Article:
---------------
It’s easy for me to put things off… but Friday I realized it is time… so, I opened the urn, took a deep breath.. these pieces of gravel (that’s what it looked like to me anyways), were the remains of my precious son…

Those first few years after he died, I couldn’t let even a pince be taken…I just couldn’t, it’s all I have left of him. Now, I felt part of him wanted to be free… I I gathered the container I had bought to release the ashes last year… opened up the necklace I bought last year to put ashes in… and also the keychain. I put a few pinches of the ashes in each and closed them up.

I then took one of the wish papers I had saved from last year… grabbed a magjc marker and just wrote, “Wesly you are free... free to be with the birds and butterflies. We will always love you and be with you."

I then brought the ash container, wish paper and lighter out to his rock garden and lit the wish paper. If flew up, swirling around our trees, it was beautiful... I took the ash container and sprinkled it over the ash garden.

I then just sat on the bench and just talked to Wesly, letting him know how much I loved and also missed him still. The ashes sparkled as I admired the rock garden. At first I saw a few butterflies flying around. Then, a beautiful blue dragonfly just hovered around the bench I was sitting at. It was so pretty. I smiled, feeling Wesly’s presence with the dragonfly and butterflies. Thank you Wesly for your signs today.

I now wear the necklace engraved with his name and “always in my heart”.

Yes, it could have been much more formal, but I wanted it to be about just Wesly and me that day. it was simple, yet so powerful to me. Something I will always treasure. Yes Wesly, you will always be in my heart and I will always love you hun.
---------------
Dataset:
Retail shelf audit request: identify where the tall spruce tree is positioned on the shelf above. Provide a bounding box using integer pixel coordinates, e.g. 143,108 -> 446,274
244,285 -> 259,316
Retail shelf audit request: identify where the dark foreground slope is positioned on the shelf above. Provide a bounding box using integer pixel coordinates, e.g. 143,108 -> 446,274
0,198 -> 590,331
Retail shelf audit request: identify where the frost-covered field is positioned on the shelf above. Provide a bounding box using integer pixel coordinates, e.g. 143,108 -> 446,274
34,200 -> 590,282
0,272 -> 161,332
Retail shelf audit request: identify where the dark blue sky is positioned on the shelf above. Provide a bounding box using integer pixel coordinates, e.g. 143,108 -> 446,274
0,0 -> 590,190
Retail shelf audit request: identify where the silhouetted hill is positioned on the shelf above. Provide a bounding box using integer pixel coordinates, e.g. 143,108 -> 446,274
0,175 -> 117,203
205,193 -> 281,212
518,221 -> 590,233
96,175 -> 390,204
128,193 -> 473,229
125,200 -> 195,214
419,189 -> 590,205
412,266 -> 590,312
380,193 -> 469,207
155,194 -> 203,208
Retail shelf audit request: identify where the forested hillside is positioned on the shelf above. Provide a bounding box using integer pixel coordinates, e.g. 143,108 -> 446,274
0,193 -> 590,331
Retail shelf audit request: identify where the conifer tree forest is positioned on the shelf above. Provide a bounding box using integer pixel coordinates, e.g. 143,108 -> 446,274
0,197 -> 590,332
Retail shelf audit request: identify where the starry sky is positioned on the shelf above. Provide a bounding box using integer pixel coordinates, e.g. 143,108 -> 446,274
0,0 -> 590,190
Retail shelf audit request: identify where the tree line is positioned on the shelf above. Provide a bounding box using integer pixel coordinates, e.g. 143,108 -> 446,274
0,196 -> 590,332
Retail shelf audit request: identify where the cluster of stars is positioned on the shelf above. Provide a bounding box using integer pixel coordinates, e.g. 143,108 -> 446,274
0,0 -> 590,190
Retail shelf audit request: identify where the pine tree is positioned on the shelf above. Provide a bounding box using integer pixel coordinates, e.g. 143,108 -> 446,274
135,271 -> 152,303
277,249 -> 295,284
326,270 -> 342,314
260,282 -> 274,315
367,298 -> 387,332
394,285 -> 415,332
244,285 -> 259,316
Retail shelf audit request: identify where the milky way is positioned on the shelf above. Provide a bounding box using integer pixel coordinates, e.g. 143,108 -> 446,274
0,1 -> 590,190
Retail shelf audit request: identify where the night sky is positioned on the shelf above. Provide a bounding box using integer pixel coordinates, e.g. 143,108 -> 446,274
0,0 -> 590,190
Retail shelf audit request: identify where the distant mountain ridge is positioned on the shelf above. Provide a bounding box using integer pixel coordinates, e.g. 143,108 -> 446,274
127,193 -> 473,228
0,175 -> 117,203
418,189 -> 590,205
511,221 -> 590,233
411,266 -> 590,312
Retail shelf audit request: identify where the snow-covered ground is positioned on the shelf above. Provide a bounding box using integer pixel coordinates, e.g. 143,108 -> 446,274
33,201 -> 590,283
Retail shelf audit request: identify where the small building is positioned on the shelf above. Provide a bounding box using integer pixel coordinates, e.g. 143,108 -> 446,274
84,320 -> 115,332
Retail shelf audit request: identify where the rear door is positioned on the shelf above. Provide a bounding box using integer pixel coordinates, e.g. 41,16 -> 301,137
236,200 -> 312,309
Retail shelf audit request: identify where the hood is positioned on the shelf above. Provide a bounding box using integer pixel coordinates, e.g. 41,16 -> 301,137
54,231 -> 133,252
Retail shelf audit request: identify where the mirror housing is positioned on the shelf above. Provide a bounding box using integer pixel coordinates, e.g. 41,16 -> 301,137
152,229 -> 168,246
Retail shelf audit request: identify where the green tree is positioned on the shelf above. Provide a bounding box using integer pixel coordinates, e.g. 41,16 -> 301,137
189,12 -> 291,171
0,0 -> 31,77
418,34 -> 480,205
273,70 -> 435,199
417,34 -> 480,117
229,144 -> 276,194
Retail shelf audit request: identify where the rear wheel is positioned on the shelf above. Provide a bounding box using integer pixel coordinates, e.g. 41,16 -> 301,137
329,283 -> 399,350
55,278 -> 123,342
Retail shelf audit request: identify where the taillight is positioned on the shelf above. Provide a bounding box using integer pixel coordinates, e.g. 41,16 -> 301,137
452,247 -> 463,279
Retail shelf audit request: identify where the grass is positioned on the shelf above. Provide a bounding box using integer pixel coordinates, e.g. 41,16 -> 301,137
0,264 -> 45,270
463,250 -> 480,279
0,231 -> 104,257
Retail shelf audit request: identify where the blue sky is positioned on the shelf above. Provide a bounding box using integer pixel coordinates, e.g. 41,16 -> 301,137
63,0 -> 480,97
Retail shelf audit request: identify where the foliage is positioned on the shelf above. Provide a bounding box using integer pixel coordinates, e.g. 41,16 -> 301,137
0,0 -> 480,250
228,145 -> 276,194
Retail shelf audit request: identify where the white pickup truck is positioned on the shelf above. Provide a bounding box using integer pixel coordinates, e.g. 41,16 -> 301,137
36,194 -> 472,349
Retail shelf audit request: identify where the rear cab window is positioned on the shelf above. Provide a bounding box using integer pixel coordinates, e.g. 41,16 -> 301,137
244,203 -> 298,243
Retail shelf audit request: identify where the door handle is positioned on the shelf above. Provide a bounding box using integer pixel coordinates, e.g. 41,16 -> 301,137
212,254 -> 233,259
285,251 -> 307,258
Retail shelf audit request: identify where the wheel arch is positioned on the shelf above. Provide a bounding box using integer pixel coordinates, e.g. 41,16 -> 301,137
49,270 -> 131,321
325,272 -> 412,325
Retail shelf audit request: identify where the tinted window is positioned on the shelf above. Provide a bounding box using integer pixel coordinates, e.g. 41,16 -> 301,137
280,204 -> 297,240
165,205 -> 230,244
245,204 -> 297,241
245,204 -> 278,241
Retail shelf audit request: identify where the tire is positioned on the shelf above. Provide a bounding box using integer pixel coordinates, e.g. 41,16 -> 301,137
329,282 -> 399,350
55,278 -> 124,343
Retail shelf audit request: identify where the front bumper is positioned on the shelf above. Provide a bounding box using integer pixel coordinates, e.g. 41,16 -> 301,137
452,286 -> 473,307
---------------
Task statement: List every item the writer carried out to the rock garden, according to the account of releasing the son's ashes.

Result of the task:
- Ash container
- Wish paper
- Lighter